:: LISTED ENTRIES ::
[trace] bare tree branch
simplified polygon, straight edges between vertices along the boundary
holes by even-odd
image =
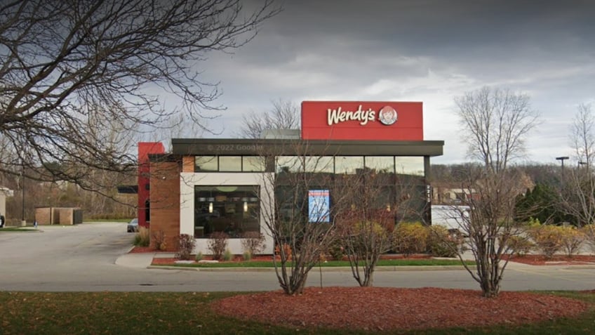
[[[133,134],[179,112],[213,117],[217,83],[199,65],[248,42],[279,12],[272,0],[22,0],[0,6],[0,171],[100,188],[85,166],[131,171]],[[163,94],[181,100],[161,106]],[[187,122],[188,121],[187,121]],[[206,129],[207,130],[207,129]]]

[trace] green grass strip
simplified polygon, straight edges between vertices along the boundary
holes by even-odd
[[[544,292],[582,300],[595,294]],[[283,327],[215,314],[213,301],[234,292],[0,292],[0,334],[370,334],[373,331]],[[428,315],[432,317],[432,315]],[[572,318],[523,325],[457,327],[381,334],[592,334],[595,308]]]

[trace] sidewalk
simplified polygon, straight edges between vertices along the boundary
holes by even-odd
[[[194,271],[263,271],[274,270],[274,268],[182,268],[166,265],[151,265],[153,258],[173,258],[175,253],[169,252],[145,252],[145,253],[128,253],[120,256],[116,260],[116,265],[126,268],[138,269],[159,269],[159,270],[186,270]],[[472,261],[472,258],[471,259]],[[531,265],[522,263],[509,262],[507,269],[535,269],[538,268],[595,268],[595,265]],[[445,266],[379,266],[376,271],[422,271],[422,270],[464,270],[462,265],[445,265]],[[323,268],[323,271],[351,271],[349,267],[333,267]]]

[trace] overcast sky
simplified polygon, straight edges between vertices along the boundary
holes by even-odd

:: WHAT YOU WILL DO ::
Copy everything from the line that contains "[trace] green grass strip" down through the last line of the items above, reproducing each line without any change.

:: OUTPUT FOR THIS EXERCISE ::
[trace] green grass strip
simplified polygon, straight edges between vertices along the boundary
holes by even-odd
[[[544,292],[582,300],[595,294]],[[283,327],[215,314],[213,301],[234,292],[0,292],[0,334],[370,334],[373,331]],[[428,315],[432,317],[432,315]],[[572,318],[523,325],[457,327],[381,334],[592,334],[595,308]]]

[trace] sidewalk
simplified polygon, straight edges between vertices along the boundary
holes by even-odd
[[[194,271],[263,271],[274,270],[274,268],[182,268],[166,265],[151,265],[153,258],[173,258],[175,253],[169,252],[145,252],[145,253],[128,253],[120,256],[116,260],[116,265],[126,268],[138,269],[159,269],[159,270],[186,270]],[[472,261],[472,258],[471,259]],[[531,265],[522,263],[509,262],[507,269],[535,269],[538,268],[595,268],[595,265]],[[445,266],[379,266],[376,271],[422,271],[422,270],[464,270],[462,265],[445,265]],[[323,268],[323,271],[351,271],[349,267],[333,267]]]

[trace] overcast sky
simplified polygon, straight edges between vertices along the boundary
holes by even-odd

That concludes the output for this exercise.